Give back every entry, copied exactly.
====== Data extract ======
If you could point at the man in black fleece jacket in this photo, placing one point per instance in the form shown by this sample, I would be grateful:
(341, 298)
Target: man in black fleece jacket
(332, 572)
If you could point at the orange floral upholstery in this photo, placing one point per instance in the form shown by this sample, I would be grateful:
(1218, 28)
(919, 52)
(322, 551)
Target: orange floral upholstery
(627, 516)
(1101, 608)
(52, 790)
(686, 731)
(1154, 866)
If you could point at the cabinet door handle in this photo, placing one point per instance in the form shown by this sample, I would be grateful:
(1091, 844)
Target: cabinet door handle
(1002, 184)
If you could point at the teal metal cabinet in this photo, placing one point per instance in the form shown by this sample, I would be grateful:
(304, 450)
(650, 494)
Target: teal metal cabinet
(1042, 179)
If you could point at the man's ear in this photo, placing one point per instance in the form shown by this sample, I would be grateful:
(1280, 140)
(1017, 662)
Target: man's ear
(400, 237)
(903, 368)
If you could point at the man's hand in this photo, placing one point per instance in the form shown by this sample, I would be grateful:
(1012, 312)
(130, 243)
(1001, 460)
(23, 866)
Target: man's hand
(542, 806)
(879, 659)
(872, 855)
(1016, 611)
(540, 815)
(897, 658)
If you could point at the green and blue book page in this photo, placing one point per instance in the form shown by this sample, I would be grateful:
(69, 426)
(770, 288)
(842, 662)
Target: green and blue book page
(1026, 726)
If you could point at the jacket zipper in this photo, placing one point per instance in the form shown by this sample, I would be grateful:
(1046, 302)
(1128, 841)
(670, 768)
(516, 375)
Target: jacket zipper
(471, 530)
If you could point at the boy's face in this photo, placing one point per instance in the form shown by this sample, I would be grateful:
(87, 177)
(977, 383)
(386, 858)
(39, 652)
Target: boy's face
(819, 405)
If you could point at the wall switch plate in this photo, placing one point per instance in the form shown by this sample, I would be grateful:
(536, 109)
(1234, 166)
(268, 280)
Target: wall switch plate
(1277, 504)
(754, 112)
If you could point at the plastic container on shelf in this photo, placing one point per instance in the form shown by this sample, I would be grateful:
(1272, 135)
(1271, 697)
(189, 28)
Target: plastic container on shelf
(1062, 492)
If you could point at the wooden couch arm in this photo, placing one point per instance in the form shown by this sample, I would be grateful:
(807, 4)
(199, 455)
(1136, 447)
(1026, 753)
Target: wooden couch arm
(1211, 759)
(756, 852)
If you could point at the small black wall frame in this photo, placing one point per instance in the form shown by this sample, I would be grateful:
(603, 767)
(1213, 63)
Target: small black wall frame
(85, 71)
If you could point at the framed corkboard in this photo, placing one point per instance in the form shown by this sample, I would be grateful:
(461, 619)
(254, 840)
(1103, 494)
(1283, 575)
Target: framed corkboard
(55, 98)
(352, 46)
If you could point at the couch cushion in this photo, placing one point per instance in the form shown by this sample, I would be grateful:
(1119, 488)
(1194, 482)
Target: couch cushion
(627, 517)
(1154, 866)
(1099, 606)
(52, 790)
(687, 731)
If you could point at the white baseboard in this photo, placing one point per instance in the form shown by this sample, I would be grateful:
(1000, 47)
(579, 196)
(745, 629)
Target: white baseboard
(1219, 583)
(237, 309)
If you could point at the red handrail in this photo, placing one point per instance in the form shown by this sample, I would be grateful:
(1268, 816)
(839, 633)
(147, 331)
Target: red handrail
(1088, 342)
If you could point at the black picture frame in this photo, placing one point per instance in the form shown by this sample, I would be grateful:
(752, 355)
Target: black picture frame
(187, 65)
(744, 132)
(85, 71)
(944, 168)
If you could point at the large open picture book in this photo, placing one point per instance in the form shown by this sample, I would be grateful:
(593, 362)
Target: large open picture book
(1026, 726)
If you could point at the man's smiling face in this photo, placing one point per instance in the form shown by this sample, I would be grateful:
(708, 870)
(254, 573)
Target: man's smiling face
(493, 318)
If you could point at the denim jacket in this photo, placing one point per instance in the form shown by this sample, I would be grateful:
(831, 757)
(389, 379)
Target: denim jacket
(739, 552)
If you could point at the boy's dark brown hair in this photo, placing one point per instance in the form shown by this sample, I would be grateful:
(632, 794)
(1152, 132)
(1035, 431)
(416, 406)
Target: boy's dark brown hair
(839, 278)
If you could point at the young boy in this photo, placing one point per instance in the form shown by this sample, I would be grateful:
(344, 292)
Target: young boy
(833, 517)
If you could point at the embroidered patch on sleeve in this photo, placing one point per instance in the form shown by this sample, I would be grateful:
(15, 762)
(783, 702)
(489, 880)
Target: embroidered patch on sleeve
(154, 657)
======
**Your response:**
If you could point at the man in black fleece jacket in this photo, placing one point per instance in the form shown by this sample, I would be grateful:
(341, 298)
Target: man in black fleece jacket
(332, 572)
If you could point at the orange floral upholstery in this photo, placing one point per instance in the form shown by this sample, I would be grateful:
(1218, 28)
(919, 52)
(322, 551)
Target: orange floral upholstery
(627, 516)
(1101, 608)
(52, 790)
(686, 731)
(1154, 866)
If you could point at the cabinet door handle in this photo, placing one point per instance in the form shown by this sample, I would be grateful:
(1091, 844)
Target: cabinet door handle
(1002, 184)
If you could point at the teal metal cabinet in this photo, placing one point per instance in the form shown by this sample, I would be grateful:
(304, 450)
(650, 494)
Target: teal metal cabinet
(1042, 179)
If you could point at the man's ear in this photo, placing one point per instance in the form shown by this sample, I would be grateful:
(1280, 140)
(1017, 662)
Target: man's ear
(400, 237)
(903, 368)
If you could point at the man's hand in this photo, placing one point per instance in the form shown by this sample, I would be grateful:
(1012, 312)
(130, 243)
(1001, 460)
(23, 866)
Target: man's hand
(542, 806)
(879, 659)
(872, 855)
(1016, 611)
(540, 815)
(897, 658)
If you could point at the green and blue book page in this photo, placing one point per instance in the form shown by this sample, I would be grateful:
(69, 426)
(770, 288)
(842, 662)
Target: green and blue book page
(1026, 726)
If you could point at the jacket zipper in this photo, placing one point per instance in the form shown by this sample, I would be grateful:
(1046, 302)
(1128, 841)
(670, 768)
(516, 375)
Target: jacket zipper
(471, 530)
If you could point at the boy's face in this photo, placing one point per instance in the form shown by this sample, I would be grateful:
(87, 177)
(977, 383)
(386, 858)
(39, 652)
Target: boy's face
(819, 405)
If you could point at the wall switch plate in this photo, placing one point per instance in the form shown by this sample, I would be grateful:
(536, 109)
(1234, 166)
(268, 280)
Target: wall switch plate
(1277, 504)
(754, 112)
If you could point at the plastic container on shelf in this photo, placing one point per instance in the form shown by this sample, I would be grateful:
(1272, 135)
(1271, 697)
(189, 28)
Target: plastic container on shelf
(1062, 492)
If you could point at the wooden couch arm in this photo, placing one point per instance in the form shown by this sample, I would be grateful:
(807, 4)
(199, 455)
(1136, 447)
(1026, 753)
Target: wooden couch arm
(1211, 759)
(756, 852)
If you could point at the small black wall frame in this photo, placing one point per instance in the form shown by this sample, I would be grateful:
(603, 767)
(1213, 63)
Target: small black wall frame
(85, 71)
If you could point at the framed corkboard in this photo, placing one point per instance in the form shown by this sample, I would be grateful:
(461, 619)
(254, 840)
(1103, 494)
(1283, 575)
Target: framed corkboard
(55, 98)
(352, 46)
If you could point at the couch cushion in this photo, placing one point per instance in the form shown by this sample, I would be grateful:
(1119, 488)
(1194, 482)
Target: couch cushion
(627, 517)
(1154, 866)
(1099, 606)
(52, 790)
(687, 731)
If you could point at the white baseboard in this photo, placing one point per instance in the form shown by this sample, I would be grateful:
(1000, 47)
(579, 196)
(745, 629)
Target: white baseboard
(1219, 583)
(237, 309)
If you could point at the red handrail in this photo, placing one point per instance in the form shown by this sample, I would be grateful:
(1268, 816)
(839, 633)
(147, 331)
Target: red handrail
(1088, 342)
If you could point at the black picture frame in this photo, placing one point per instance in the form shown by this sample, I would be grateful:
(752, 355)
Target: black picture frame
(187, 65)
(744, 132)
(85, 71)
(944, 168)
If you could point at the large open picture book in this photo, placing one point per instance in the form shown by this sample, I would be grateful:
(593, 362)
Target: large open picture book
(1026, 726)
If you could point at the man's smiling face in this photo, placing one point per instance in the form shown by this sample, I would be grateful:
(708, 870)
(254, 573)
Target: man's smiling face
(493, 318)
If you could point at the denim jacket in this photo, placing one point per instance in the form shown by this sample, I would be grateful:
(831, 757)
(389, 379)
Target: denim jacket
(739, 552)
If you could point at the boy's dark brown hair in this photo, placing one point per instance in the form shown by this sample, I would be grateful:
(632, 794)
(1152, 132)
(1035, 431)
(416, 406)
Target: boy's dark brown hair
(839, 278)
If you could point at the young boy in this photo, placing one point per instance in the form shown by this sample, I would be grateful:
(344, 292)
Target: young boy
(833, 517)
If you could point at the embroidered patch on sleeve in this photo, placing one point per instance in the form shown by this sample, I would be grateful:
(15, 762)
(783, 702)
(489, 880)
Target: embroidered patch on sleeve
(154, 657)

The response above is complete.